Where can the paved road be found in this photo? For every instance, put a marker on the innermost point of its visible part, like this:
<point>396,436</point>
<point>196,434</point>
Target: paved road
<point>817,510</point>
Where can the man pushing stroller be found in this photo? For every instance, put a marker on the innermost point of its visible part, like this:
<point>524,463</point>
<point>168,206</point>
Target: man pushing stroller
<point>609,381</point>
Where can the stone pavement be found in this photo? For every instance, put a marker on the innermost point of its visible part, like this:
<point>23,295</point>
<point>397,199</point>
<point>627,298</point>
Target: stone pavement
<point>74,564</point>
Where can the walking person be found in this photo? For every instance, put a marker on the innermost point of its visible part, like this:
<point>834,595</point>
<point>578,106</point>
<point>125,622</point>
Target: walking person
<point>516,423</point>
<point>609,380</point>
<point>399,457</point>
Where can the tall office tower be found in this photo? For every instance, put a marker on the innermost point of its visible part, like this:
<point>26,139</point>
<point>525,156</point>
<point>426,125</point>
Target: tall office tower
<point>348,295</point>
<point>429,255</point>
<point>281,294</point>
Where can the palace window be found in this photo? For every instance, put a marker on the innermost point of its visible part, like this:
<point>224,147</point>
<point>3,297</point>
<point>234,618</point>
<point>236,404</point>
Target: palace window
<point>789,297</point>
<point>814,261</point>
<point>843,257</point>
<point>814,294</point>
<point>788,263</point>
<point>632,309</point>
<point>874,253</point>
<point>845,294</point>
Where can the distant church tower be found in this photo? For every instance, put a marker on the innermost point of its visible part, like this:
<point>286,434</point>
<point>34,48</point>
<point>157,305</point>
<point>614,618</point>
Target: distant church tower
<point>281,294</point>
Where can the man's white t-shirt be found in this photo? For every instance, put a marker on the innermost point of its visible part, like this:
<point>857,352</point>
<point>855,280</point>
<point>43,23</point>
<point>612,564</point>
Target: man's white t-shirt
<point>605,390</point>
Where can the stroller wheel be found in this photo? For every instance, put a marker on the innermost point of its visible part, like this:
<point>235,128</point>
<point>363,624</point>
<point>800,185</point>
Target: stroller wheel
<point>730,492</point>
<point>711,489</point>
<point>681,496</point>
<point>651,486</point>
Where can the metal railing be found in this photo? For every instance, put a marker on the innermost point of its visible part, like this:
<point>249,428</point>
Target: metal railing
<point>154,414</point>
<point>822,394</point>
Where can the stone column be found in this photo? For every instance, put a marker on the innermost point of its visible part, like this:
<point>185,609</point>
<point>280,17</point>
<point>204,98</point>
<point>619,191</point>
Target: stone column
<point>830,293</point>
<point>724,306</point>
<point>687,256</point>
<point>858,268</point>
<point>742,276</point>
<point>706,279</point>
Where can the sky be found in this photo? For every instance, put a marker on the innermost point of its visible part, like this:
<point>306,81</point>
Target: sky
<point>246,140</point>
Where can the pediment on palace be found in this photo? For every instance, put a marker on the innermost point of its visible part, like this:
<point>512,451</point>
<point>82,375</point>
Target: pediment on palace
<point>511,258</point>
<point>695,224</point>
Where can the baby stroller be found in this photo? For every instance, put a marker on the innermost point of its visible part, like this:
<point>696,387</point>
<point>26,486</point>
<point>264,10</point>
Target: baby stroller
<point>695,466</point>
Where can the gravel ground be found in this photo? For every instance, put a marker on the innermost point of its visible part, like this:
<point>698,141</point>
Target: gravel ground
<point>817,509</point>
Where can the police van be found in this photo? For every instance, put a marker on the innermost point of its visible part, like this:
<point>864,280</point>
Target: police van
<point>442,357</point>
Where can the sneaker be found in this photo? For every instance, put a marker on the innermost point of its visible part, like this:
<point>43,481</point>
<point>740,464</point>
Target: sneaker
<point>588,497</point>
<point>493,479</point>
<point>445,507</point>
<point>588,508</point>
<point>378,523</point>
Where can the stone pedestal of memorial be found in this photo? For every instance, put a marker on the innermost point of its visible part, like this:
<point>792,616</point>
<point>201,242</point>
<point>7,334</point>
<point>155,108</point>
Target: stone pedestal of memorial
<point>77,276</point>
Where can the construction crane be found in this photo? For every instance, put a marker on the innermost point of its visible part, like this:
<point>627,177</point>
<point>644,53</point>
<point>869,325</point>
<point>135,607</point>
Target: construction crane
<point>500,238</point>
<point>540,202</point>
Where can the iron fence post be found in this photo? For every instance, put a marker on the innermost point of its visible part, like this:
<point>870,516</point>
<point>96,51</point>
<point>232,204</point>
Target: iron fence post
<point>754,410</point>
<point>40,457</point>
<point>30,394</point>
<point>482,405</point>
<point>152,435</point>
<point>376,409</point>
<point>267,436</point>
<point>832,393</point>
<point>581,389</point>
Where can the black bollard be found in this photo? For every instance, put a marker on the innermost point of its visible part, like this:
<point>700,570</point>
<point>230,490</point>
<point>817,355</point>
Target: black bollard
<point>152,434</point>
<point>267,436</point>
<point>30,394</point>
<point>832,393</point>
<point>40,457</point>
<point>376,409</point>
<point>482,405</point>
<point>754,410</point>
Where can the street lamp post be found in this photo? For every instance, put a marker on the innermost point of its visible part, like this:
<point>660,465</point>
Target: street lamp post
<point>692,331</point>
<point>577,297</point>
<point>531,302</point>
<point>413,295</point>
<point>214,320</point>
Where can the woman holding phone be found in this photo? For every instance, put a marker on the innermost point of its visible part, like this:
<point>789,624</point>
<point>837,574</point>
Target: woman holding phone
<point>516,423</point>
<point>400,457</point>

※

> **Exercise aim**: Please convert all the lines above into a Markdown table with two columns, Row for the row number and Line for the line itself. Leave out any blank lines.

> **Solution to the problem**:
| Row | Line |
|---|---|
| 1 | Where can the paved road be found in this photo? For every instance, put a marker on the innermost point of its visible part, like this: |
| 2 | <point>396,436</point> |
| 3 | <point>196,434</point> |
| 4 | Target: paved road |
| 5 | <point>817,510</point> |
| 6 | Where can the man pushing stroller be found in this photo? For every instance, put a marker on the innermost point of its visible part, like this: |
| 7 | <point>524,463</point> |
| 8 | <point>168,206</point> |
| 9 | Target: man pushing stroller |
| 10 | <point>609,381</point> |
| 11 | Where can the stone pavement be found in this photo? For every instance, put a marker on the innermost point of its visible part, like this: |
| 12 | <point>23,295</point> |
| 13 | <point>397,199</point> |
| 14 | <point>627,298</point> |
| 15 | Target: stone pavement |
| 16 | <point>74,564</point> |
| 17 | Where can the walking person be found in this photo? For every instance, put a marker on the innermost point of its visible part, like this: |
| 18 | <point>834,595</point> |
| 19 | <point>578,106</point> |
| 20 | <point>125,622</point> |
| 21 | Target: walking person |
| 22 | <point>516,423</point> |
| 23 | <point>609,380</point> |
| 24 | <point>399,457</point> |
| 25 | Where can the tall office tower be found in this photo? For every instance, put a marker on the innermost point of its visible part, like this: |
| 26 | <point>26,139</point> |
| 27 | <point>525,156</point> |
| 28 | <point>426,125</point> |
| 29 | Target: tall office tower |
| 30 | <point>348,295</point> |
| 31 | <point>429,255</point> |
| 32 | <point>281,294</point> |
| 33 | Where can the palace window be found in this photo? For every instance, put a marker on the innermost point of its visible part, like this: |
| 34 | <point>224,147</point> |
| 35 | <point>3,297</point> |
| 36 | <point>234,618</point> |
| 37 | <point>236,404</point> |
| 38 | Target: palace window |
| 39 | <point>789,297</point> |
| 40 | <point>814,261</point> |
| 41 | <point>843,257</point> |
| 42 | <point>814,294</point> |
| 43 | <point>788,263</point> |
| 44 | <point>632,309</point> |
| 45 | <point>874,253</point> |
| 46 | <point>845,294</point> |
| 47 | Where can the distant church tower be found in this photo? For every instance, put a marker on the innermost point of its visible part, like this: |
| 48 | <point>286,434</point> |
| 49 | <point>34,48</point> |
| 50 | <point>157,305</point> |
| 51 | <point>614,618</point> |
| 52 | Target: distant church tower |
| 53 | <point>281,294</point> |
| 54 | Where can the man's white t-shirt be found in this photo? For every instance, put a marker on the innermost point of its visible part, like this: |
| 55 | <point>857,352</point> |
| 56 | <point>855,280</point> |
| 57 | <point>43,23</point> |
| 58 | <point>612,564</point> |
| 59 | Target: man's white t-shirt |
| 60 | <point>605,390</point> |
| 61 | Where can the stroller wheel be found in this photo? For every instance, put a marker on the innermost point of its visible part, like this: |
| 62 | <point>235,128</point> |
| 63 | <point>363,624</point> |
| 64 | <point>800,185</point> |
| 65 | Target: stroller wheel |
| 66 | <point>730,492</point> |
| 67 | <point>711,489</point> |
| 68 | <point>681,496</point> |
| 69 | <point>651,486</point> |
| 70 | Where can the metal railing be found in this photo? For every instance, put a marker on the innermost point of its visible part, like this: |
| 71 | <point>249,428</point> |
| 72 | Target: metal railing |
| 73 | <point>154,414</point> |
| 74 | <point>822,394</point> |
| 75 | Where can the stone column be found in this photo? For every instance, put a marker on the innermost point of its visible part, like this: |
| 76 | <point>185,609</point> |
| 77 | <point>280,17</point> |
| 78 | <point>204,98</point> |
| 79 | <point>619,191</point> |
| 80 | Target: stone column |
| 81 | <point>830,293</point> |
| 82 | <point>724,306</point> |
| 83 | <point>687,256</point> |
| 84 | <point>858,268</point> |
| 85 | <point>742,276</point> |
| 86 | <point>706,279</point> |
| 87 | Where can the sky be found in this photo? For every instance, put a marker on the innermost point of its visible part, like this: |
| 88 | <point>306,81</point> |
| 89 | Target: sky |
| 90 | <point>246,140</point> |
| 91 | Where can the pediment on palace be found in this photo? For every instance, put a marker on the innermost point of its visible part, like this: |
| 92 | <point>512,451</point> |
| 93 | <point>82,375</point> |
| 94 | Target: pediment on palace |
| 95 | <point>511,258</point> |
| 96 | <point>695,224</point> |
| 97 | Where can the baby stroller be found in this photo? For every instance, put a marker on the innermost point of its visible part, like this: |
| 98 | <point>696,387</point> |
| 99 | <point>26,486</point> |
| 100 | <point>264,10</point> |
| 101 | Target: baby stroller |
| 102 | <point>695,466</point> |
| 103 | Where can the gravel ground be found in this photo? For every instance, put a marker on the innermost point of its visible part, like this: |
| 104 | <point>698,141</point> |
| 105 | Target: gravel ground |
| 106 | <point>817,509</point> |
| 107 | Where can the police van be found in this photo? For every instance, put a marker on the innermost point of its visible part, like this: |
| 108 | <point>864,280</point> |
| 109 | Target: police van |
| 110 | <point>442,357</point> |
| 111 | Where can the sneaker be found in this photo? For every instance, put a marker on the innermost point of its visible part, like this: |
| 112 | <point>43,481</point> |
| 113 | <point>740,464</point> |
| 114 | Target: sneaker |
| 115 | <point>588,497</point> |
| 116 | <point>493,479</point> |
| 117 | <point>445,507</point> |
| 118 | <point>588,508</point> |
| 119 | <point>378,523</point> |
| 120 | Where can the stone pedestal of memorial be found in this photo? For every instance, put a marker on the innermost point of its visible part, like this: |
| 121 | <point>792,616</point> |
| 122 | <point>201,242</point> |
| 123 | <point>7,334</point> |
| 124 | <point>155,108</point> |
| 125 | Target: stone pedestal of memorial |
| 126 | <point>77,276</point> |
| 127 | Where can the construction crane be found in this photo? For every instance, put a marker on the innermost point of its visible part, like this: |
| 128 | <point>627,177</point> |
| 129 | <point>644,53</point> |
| 130 | <point>869,325</point> |
| 131 | <point>135,607</point> |
| 132 | Target: construction crane |
| 133 | <point>500,238</point> |
| 134 | <point>540,202</point> |
| 135 | Where can the iron fence post be found in this photo? For every instance, put a marker on the innermost point of its visible part, like this: |
| 136 | <point>870,516</point> |
| 137 | <point>96,51</point> |
| 138 | <point>232,204</point> |
| 139 | Target: iron fence post |
| 140 | <point>754,410</point> |
| 141 | <point>40,457</point> |
| 142 | <point>30,394</point> |
| 143 | <point>482,405</point> |
| 144 | <point>152,435</point> |
| 145 | <point>376,409</point> |
| 146 | <point>267,436</point> |
| 147 | <point>832,393</point> |
| 148 | <point>581,389</point> |
| 149 | Where can the black bollard be found in this photo? For every instance, put a marker on the innermost point of its visible part, like this: |
| 150 | <point>700,570</point> |
| 151 | <point>230,490</point> |
| 152 | <point>817,355</point> |
| 153 | Target: black bollard |
| 154 | <point>152,434</point> |
| 155 | <point>267,436</point> |
| 156 | <point>30,394</point> |
| 157 | <point>832,393</point> |
| 158 | <point>40,457</point> |
| 159 | <point>376,409</point> |
| 160 | <point>482,405</point> |
| 161 | <point>754,410</point> |
| 162 | Where can the street lamp post be found in this photo? For every instance, put a marker on the innermost point of its visible part, like this: |
| 163 | <point>660,465</point> |
| 164 | Target: street lamp post |
| 165 | <point>692,331</point> |
| 166 | <point>577,297</point> |
| 167 | <point>531,302</point> |
| 168 | <point>413,295</point> |
| 169 | <point>214,320</point> |
| 170 | Where can the woman holding phone be found in this photo? For every instance, put a marker on the innermost point of its visible part, like this: |
| 171 | <point>789,624</point> |
| 172 | <point>837,574</point> |
| 173 | Target: woman holding phone |
| 174 | <point>516,423</point> |
| 175 | <point>400,457</point> |